[Referring expression data]

• • • • •

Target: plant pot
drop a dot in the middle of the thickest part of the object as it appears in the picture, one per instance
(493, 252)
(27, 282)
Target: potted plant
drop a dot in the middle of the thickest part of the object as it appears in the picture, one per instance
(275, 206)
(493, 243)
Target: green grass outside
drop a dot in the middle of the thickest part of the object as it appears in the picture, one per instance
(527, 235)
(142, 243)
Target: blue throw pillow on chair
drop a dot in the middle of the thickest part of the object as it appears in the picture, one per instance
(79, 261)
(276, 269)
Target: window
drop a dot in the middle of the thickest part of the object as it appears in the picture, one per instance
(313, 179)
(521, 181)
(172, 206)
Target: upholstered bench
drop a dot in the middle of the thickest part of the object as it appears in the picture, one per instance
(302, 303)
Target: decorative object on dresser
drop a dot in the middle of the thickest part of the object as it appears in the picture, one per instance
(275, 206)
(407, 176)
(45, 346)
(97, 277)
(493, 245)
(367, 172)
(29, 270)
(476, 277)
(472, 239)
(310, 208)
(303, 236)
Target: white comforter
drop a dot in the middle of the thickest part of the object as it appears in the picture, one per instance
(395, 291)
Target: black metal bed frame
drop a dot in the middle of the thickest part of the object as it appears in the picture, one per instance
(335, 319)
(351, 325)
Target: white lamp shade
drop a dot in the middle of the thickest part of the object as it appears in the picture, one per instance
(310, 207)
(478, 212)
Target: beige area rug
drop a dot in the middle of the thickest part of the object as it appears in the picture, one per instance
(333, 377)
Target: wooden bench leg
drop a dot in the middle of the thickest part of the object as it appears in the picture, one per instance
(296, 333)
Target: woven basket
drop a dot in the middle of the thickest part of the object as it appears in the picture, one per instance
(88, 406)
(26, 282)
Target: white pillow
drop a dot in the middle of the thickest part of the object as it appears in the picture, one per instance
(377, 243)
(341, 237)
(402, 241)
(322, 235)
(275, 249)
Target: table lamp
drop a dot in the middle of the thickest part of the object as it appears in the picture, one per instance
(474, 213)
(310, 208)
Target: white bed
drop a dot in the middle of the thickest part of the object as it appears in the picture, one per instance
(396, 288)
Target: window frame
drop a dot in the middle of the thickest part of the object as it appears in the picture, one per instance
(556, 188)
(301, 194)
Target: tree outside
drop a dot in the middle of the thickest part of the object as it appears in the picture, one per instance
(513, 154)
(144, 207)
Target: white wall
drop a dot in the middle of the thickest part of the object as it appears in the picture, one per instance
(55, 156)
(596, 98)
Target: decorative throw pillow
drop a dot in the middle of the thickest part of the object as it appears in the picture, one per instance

• • • • •

> [ABOUT THIS EXERCISE]: Your output should consist solely of the lines from the beginning of the entries through the line containing "Target: blue throw pillow on chair", reproduced exactly.

> [OUTPUT FOR THIS TASK]:
Target: plant pot
drop a dot in the middle of the thickest part of the object as it appears in the picture, one per instance
(493, 252)
(27, 282)
Target: potted plant
drop a dot in the middle of the thickest part of the object as it appears in the picture, one per instance
(275, 206)
(493, 243)
Target: green grass outside
drop a dot in the middle of the thickest part of the object as it appears in the picture, one per instance
(527, 235)
(142, 243)
Target: blue throw pillow on chair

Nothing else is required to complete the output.